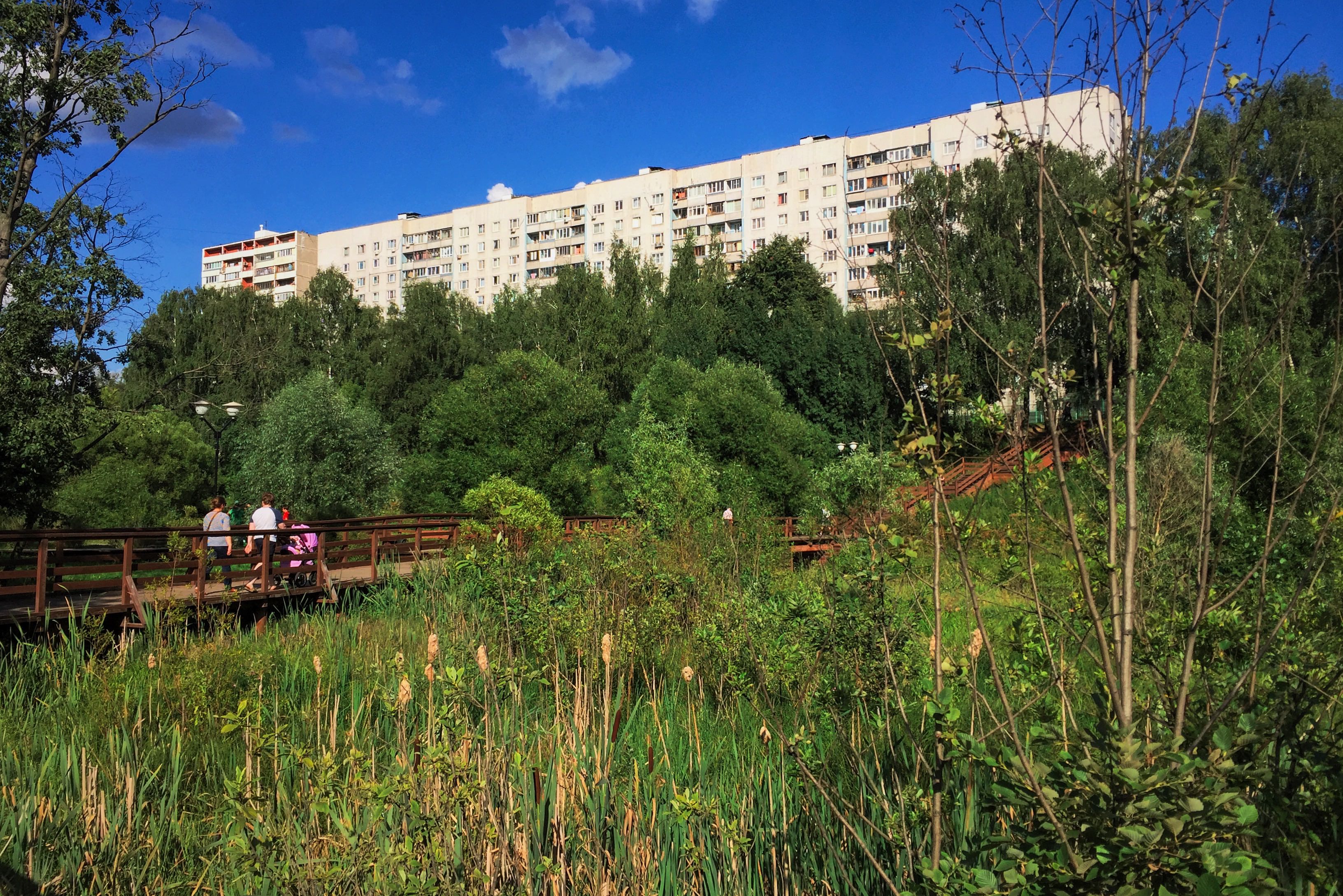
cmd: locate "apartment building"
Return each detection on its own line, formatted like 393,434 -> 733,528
202,89 -> 1121,309
200,226 -> 318,302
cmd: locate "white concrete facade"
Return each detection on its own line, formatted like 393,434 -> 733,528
203,89 -> 1123,309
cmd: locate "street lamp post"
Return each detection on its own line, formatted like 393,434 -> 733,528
191,399 -> 243,494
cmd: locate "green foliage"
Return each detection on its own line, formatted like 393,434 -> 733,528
399,352 -> 609,513
604,357 -> 827,513
925,729 -> 1278,896
54,407 -> 215,529
462,474 -> 564,541
813,445 -> 920,516
627,409 -> 718,532
230,372 -> 396,520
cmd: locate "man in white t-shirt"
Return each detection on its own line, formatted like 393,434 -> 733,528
246,492 -> 276,591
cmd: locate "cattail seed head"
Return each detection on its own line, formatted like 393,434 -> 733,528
970,629 -> 985,659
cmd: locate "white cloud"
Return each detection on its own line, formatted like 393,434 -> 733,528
98,102 -> 244,149
304,26 -> 443,116
494,16 -> 632,101
154,12 -> 270,69
271,121 -> 313,144
685,0 -> 723,21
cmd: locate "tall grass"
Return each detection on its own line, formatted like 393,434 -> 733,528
0,529 -> 1010,895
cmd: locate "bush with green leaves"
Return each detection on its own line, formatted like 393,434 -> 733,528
627,410 -> 718,532
399,352 -> 609,513
230,374 -> 396,518
462,474 -> 564,543
54,407 -> 215,529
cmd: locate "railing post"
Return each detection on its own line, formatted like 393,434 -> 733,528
121,539 -> 136,610
192,537 -> 209,614
32,539 -> 47,618
260,535 -> 270,594
313,532 -> 326,588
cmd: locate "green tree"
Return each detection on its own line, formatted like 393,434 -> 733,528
400,352 -> 610,513
653,235 -> 728,369
230,372 -> 396,518
627,409 -> 718,533
54,400 -> 215,529
720,237 -> 885,438
365,283 -> 490,451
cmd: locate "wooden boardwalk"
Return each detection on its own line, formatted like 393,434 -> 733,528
0,443 -> 1078,626
0,515 -> 623,626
━━━━
Rewrite all of the entries above, replacing every "locate" with "find" and leaving everything else unchanged. Omit the pictures.

Response to this task:
cmd: find "apartment building"
Return each detection on its own line, formatted like 393,434 -> 733,528
202,89 -> 1121,309
200,226 -> 318,302
cmd: find "white concrete facade"
Return each detection on its own line, formatted like 393,434 -> 733,528
203,89 -> 1123,309
cmd: find "street lamp post"
Return each detection on its own line, formatted like 393,434 -> 733,528
191,399 -> 243,494
cmd: find "green foliage"
Return each detection on its own line, formatted like 393,434 -> 733,528
399,352 -> 609,513
604,357 -> 827,513
925,729 -> 1278,896
54,407 -> 215,529
462,474 -> 564,541
813,445 -> 920,516
627,409 -> 718,532
230,372 -> 396,520
cmd: find "man in white t-shirt"
Return each detection on its own line, formatted like 393,434 -> 733,528
246,492 -> 276,591
cmd: find "cattail seed head"
Return each detection on its own line, formatted like 393,434 -> 733,528
970,629 -> 985,659
cmd: find "white cloud"
Return each detection on its own line, formatted like 393,434 -> 733,528
98,102 -> 244,149
304,26 -> 443,116
494,16 -> 632,101
154,12 -> 270,69
271,121 -> 313,144
685,0 -> 723,21
cmd: find "tall grass"
Return each detection on its own line, formatted like 393,434 -> 733,528
0,529 -> 1010,895
cmd: find "bush with green leaves"
Return each detection on its own line, formatted like 393,434 -> 733,528
627,410 -> 718,532
399,352 -> 609,513
230,374 -> 396,518
462,474 -> 564,543
54,407 -> 215,529
cmd: find "railing post"
Return each detection on its own line, formatted like 393,434 -> 733,528
121,539 -> 136,610
192,537 -> 209,614
32,539 -> 47,618
260,535 -> 270,594
313,532 -> 326,588
cmd: find "green tree"
Return each detection on its own line, formatted like 393,434 -> 733,528
400,352 -> 610,513
653,235 -> 728,369
230,372 -> 396,518
627,409 -> 718,533
54,400 -> 215,529
720,237 -> 885,438
365,283 -> 490,451
cmd: find "wooden boardwalk"
Return each detection on its own line, formatted like 393,434 -> 733,528
0,443 -> 1078,626
0,515 -> 623,626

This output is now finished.